* Reading passage
‘What Works’ in Parenting?
- Reflect -
Professor Kazdin is famous in the world of parenting and psychiatry, and we enjoyed a wonderful exchange that ended with him asking me to ‘tell all your parents’ about some great advice that he offers across a series of videos. Basically, anything written or narrated by him is evidence-based treasure that we should all pay heed to.
One of my favourites is a video about effective praise. In it, he reiterates the power of praise for both encouraging and motivating our children (no matter their age). To be effective, praise needs to be given sincerely and focus on something quite specific. Moreover, it is good to mix it up a bit and inject some novelty. If you are normally the parent who gives your child praise, ask someone else to give it a go. Perhaps another parent, or a grandparent, can be asked to notice and praise, complimenting the child for a particular behaviour or attitude that you wish to see more of. Be thoughtful about the praise you give and don’t deliver it so routinely that it loses impact. Take them aback.
Another joyous moment for me last week was interviewing the brain scientist, Dr Duncan Astle, who is based at Cambridge University, where he runs several labs, across multiple projects. Yes, turns out he DOES connect electrodes to teenage brains! And, he is an expert on memory, learning and barriers to learning in the classroom. We had a fantastic chat about effective revision, ‘what works’ and what doesn’t.
Interestingly, what might seem terribly intuitive when it comes to revision is actually backed up by research. For example, it is good to space out learning, make the revision process as fun and enjoyable as possible, and to test one’s knowledge in different contexts, over time.

* Entries supplied
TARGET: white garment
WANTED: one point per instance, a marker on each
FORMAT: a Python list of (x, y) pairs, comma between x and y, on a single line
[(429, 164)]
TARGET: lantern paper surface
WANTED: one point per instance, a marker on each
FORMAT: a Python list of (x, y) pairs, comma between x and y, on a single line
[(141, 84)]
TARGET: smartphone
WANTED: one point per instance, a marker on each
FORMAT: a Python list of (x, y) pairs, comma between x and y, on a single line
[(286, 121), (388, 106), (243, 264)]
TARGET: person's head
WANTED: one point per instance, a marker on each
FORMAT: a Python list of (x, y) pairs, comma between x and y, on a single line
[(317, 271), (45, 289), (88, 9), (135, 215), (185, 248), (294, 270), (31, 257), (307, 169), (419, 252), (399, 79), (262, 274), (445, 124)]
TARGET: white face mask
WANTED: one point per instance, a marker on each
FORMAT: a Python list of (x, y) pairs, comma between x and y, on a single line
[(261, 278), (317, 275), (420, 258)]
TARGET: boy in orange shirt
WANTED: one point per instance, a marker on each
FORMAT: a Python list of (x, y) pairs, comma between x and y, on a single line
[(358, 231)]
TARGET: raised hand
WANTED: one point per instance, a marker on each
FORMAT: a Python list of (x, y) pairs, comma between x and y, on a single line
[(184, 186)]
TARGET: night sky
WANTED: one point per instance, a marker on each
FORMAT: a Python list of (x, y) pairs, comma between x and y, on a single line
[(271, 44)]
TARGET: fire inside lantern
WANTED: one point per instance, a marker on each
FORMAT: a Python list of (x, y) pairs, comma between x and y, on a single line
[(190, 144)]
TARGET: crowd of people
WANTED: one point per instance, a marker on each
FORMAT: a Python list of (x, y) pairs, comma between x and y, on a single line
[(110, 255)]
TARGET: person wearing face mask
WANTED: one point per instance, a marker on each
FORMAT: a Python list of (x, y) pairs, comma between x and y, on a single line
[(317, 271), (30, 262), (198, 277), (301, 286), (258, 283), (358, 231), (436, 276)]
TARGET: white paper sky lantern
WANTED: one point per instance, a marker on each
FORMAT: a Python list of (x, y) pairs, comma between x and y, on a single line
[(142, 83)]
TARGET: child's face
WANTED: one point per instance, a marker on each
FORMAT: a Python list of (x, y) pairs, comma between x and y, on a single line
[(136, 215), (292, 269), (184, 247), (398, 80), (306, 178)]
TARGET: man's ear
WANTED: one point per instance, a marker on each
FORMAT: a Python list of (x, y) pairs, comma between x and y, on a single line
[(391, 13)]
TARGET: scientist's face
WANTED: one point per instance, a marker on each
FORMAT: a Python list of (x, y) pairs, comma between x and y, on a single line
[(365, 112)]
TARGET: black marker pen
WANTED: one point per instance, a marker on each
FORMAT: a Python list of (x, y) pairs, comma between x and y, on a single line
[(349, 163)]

* Assigned task 1
In the parenting text, what two things does effective praise need?
* Assigned task 2
Go on with the text about parenting and revision, starting after its last sentence.

* Response area 1
It needs to be given sincerely and to focus on something quite specific.

* Response area 2
As parents, we don’t need to be experts in any subject, but we can really accelerate learning by asking our children to teach us what they know ahead of a test, encouraging them to open up about ‘knots in learning’ and by considering family approaches to stress reduction. I enjoyed the fact that Duncan reiterated the power of sleep both to enrich learning and reduce anxiety. A focus on sleep quality and hygiene throughout key exam years is arguably one of the most undervalued approaches to aid academic resilience and attainment.
- Motivate -
After 20 years of conducting sleep science and treating sleep disorders across the lifespan, Professor Gradisar comments that the most sleep deprived age group are teenagers (Gradisar et al., 2011) and that we need to do more to address this ‘sleep epidemic’. In his blog, he argues that one of the best things we can do as parents is to set a bedtime, for as long as possible (yes even into the mid-teen years).
His research shows that teens who have a set bedtime get more sleep and have better daytime performance, something that was also backed up by one of our recent Researchers of the Month, Dr Serena Bauducco.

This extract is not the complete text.